* **TEXT EXCERPT**

== Segment start ==

As of 12 January 2026, Morningstar Air Express had the following aircraft registered with Transport Canada. All aircraft are leased and operating for FedEx Express.

Morningstar Air Express fleet
| Aircraft | In service | Variants | Notes |
| ATR 72 | 4 | ATR 72-200 |  |
| Boeing 757 | 9 | 757-2B7 |  |
| Cessna 208 Caravan | 7 | 208B Super Cargomaster |  |
| Textron Aviation | 4 | Cessna 408 SkyCourier | Freighter |
| Total | 24 |  |  |  |

==Accidents and incidents==
- On October 6, 2005, a Cessna 208B Super Cargomaster (C-FEXS) crashed shortly after takeoff from Winnipeg, Manitoba on a freight operations flight. The aircraft experienced icing conditions and was loaded beyond the weight category maximum for flight in icing conditions. The pilot lost control of the aircraft, which crashed on railroad tracks in Winnipeg. The pilot, who was the only occupant, was killed in the crash.

== Segment end ==

* **HOW TO COMPLETE THIS TASK**
Write the next part of the Morningstar Air Express text, picking up right after its last sentence.

* **EXTRACTED RECORDS**
== Segment start ==

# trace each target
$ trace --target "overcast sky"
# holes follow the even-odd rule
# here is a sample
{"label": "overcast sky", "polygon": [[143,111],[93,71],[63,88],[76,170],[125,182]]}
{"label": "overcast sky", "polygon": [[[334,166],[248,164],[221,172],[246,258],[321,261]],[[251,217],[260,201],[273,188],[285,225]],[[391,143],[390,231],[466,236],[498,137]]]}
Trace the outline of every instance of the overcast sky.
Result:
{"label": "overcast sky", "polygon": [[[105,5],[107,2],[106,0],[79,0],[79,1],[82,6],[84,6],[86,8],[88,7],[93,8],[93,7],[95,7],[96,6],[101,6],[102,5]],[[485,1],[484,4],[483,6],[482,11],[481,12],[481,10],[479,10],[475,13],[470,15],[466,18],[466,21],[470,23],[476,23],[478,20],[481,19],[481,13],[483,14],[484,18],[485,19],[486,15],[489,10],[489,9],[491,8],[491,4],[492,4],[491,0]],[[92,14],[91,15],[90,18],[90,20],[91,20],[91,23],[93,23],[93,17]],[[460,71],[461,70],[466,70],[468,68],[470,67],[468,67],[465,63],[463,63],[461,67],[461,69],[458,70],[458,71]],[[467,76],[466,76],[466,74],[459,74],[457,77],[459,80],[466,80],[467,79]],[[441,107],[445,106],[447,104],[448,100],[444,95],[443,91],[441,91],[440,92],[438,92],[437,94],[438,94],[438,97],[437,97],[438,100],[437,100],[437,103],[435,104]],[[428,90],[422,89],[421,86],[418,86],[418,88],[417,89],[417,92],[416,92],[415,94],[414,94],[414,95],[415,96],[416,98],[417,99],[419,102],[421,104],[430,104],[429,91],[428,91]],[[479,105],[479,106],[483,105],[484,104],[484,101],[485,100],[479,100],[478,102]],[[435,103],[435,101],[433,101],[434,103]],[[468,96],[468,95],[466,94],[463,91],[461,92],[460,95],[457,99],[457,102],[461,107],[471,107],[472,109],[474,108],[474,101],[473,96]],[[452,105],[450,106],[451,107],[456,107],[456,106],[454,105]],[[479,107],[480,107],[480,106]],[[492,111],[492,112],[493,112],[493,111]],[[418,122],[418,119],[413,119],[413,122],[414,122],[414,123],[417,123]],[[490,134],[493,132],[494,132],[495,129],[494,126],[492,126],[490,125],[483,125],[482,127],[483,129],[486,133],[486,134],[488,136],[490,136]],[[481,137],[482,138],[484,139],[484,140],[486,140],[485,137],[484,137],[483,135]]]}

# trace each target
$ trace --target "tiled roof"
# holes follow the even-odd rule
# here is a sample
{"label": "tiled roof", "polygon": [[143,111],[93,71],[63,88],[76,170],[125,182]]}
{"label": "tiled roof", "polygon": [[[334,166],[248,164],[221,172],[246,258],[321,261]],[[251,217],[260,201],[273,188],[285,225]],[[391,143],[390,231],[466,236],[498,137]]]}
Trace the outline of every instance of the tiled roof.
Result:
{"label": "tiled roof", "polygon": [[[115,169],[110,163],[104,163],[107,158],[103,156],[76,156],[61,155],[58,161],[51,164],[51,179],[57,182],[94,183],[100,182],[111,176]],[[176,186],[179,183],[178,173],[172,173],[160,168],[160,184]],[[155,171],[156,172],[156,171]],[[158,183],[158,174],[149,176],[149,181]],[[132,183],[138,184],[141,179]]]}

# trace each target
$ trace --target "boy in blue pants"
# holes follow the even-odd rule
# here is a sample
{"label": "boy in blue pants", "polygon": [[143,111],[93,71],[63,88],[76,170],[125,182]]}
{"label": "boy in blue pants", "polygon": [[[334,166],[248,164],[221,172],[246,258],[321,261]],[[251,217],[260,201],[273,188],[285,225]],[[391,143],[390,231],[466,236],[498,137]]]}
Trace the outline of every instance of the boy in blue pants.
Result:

== Segment end ==

* **ANSWER TO THE EXERCISE**
- On September 25, 2013, a Cessna 208B Super Cargomaster crashed in Hudson Bay about 110 NM north of Fort Severn, Ontario while operating a training flight from Sault Ste. Marie Airport in Ontario near the Canada–United States border. Part of the aircraft's underbelly cargo pod was recovered from the sea but the pilot, who was the only occupant, was never found.